→ **Object point labels**
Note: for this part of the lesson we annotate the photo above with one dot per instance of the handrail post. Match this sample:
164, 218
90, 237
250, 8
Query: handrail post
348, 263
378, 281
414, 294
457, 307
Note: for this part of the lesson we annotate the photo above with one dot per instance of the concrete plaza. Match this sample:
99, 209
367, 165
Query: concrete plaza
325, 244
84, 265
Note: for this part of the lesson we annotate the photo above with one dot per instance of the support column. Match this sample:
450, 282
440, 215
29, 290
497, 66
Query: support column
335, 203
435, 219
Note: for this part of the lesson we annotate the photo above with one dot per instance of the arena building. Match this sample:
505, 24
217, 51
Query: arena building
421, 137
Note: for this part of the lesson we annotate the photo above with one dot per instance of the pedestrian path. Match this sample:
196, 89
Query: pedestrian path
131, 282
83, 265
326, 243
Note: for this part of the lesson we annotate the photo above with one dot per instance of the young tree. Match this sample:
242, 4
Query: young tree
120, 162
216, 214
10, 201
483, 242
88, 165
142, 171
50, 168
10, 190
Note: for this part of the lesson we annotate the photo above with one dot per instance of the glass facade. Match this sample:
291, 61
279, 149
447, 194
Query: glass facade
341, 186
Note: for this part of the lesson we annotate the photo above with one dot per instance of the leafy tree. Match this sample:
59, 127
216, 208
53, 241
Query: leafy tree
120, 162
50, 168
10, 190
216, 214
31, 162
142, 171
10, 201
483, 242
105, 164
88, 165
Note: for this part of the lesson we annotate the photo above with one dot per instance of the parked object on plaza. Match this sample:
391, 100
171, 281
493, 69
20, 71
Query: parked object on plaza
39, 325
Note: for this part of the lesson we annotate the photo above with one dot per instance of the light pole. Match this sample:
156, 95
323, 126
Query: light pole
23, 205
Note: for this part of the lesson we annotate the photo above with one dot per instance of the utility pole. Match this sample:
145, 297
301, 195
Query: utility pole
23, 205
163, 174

→ **YOUR TASK**
Copy the items from the line containing "of the utility" through the end of the items, substituting "electric pole" for "utility pole" and leaving everything else unchanged.

→ **FULL SOLUTION**
Note: for this part of the lesson we annotate the photo above with one dot per instance of the electric pole. Match this sample:
145, 297
301, 195
Query: electric pole
23, 205
163, 174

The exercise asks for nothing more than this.